### Task requirements
Print out each record below, unaltered and complete, without its images.

### Information given
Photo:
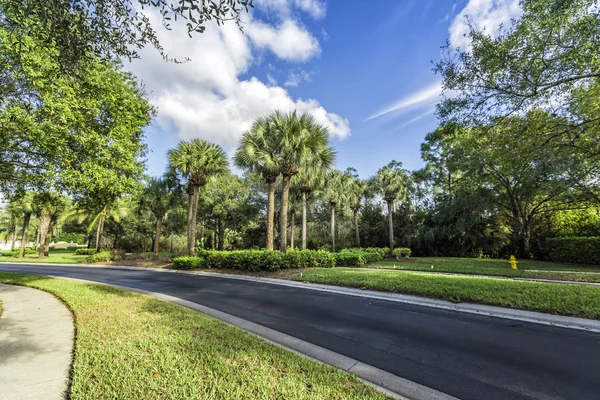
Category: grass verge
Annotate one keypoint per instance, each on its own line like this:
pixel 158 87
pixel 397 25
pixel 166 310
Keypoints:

### Finished task
Photo:
Category: grass verge
Annotate one keypoint per instance, each on its own line like this:
pixel 158 87
pixel 397 25
pixel 166 310
Keypoints:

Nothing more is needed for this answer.